A Desert Gathering of Diverse Musicians

The headliners for this year’s Desert Gathering Jewish Music Fest, Chava Mirel, Nefesh Mountain and Todd Herzog, all have their own musical styles, but they are deeply connected through the spiritual power of music.

Desert Gathering began in 2013 as a result of Todd Herzog’s Start Me Up! fellowship through Valley Beit Midrash with Rabbi Darren Kleinberg. The idea was to gather together Jewish entrepreneurs under the age of 45 to bring fresh ideas and new programming concepts to the Phoenix Jewish community. (Todd and the first Desert Gathering were Arizona Jewish Life’s November 2013 cover story.)

The vision for the festival was “to bring continuity to the experience of being Jewish and do it in a way that was fun and inclusive, and that broke down barriers to allow people to have that sense of community in a larger metropolitan kind of experience,” says Todd.

“The festival was my effort to create a piece locally, and try to make something young and hip and exciting to appeal to the younger Jews in their 20s and 30s, who are part of the ‘missing demographic’ in the community,” he explains. “A lot of young Jews take a break for 10 years – much like what I did.” In additional the nationally recognized artists, local school children, Israeli dancers and community cantors will perform.

■ **REQUIRED ACTIONS**
1: In what year did Desert Gathering begin, according to the festival article?
2: From the rows, retype the lines starting with the line containing "TARGET = wooden railing fence" and continuing through the line containing "[(188, 159)]", both included.

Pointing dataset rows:
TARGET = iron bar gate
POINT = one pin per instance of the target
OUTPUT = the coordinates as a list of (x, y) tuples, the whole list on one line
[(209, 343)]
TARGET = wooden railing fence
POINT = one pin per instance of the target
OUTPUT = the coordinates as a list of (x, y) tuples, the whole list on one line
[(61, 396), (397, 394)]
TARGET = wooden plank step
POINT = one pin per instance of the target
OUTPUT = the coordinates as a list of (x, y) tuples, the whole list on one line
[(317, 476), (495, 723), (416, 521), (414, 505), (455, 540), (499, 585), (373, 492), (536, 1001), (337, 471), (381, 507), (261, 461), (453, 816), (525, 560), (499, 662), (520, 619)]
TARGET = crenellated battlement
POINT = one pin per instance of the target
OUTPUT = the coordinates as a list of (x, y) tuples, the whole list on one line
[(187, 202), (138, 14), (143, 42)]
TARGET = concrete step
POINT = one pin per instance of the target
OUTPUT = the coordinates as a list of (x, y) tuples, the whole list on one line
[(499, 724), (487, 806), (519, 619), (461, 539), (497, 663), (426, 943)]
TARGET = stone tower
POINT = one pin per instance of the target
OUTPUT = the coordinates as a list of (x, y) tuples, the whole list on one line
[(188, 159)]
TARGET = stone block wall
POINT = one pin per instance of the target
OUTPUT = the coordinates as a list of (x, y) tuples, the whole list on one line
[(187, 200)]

■ **THE ANSWERS**
1: 2013

2:
TARGET = wooden railing fence
POINT = one pin per instance of the target
OUTPUT = the coordinates as a list of (x, y) tuples, the whole list on one line
[(61, 396), (397, 394)]
TARGET = wooden plank step
POINT = one pin per instance of the target
OUTPUT = the coordinates as a list of (x, y) tuples, the whole list on one line
[(317, 476), (495, 723), (416, 521), (414, 505), (455, 540), (499, 585), (373, 492), (536, 1001), (337, 471), (381, 507), (261, 461), (453, 816), (525, 560), (499, 662), (520, 619)]
TARGET = crenellated battlement
POINT = one pin per instance of the target
OUTPUT = the coordinates as a list of (x, y) tuples, the whole list on one line
[(187, 202), (138, 14), (143, 42)]
TARGET = concrete step
POINT = one pin per instance of the target
OUTPUT = the coordinates as a list of (x, y) tuples, the whole list on one line
[(499, 724), (487, 806), (519, 619), (461, 539), (497, 663), (426, 943)]
TARGET = stone tower
POINT = one pin per instance of the target
OUTPUT = the coordinates as a list of (x, y) tuples, the whole list on one line
[(188, 159)]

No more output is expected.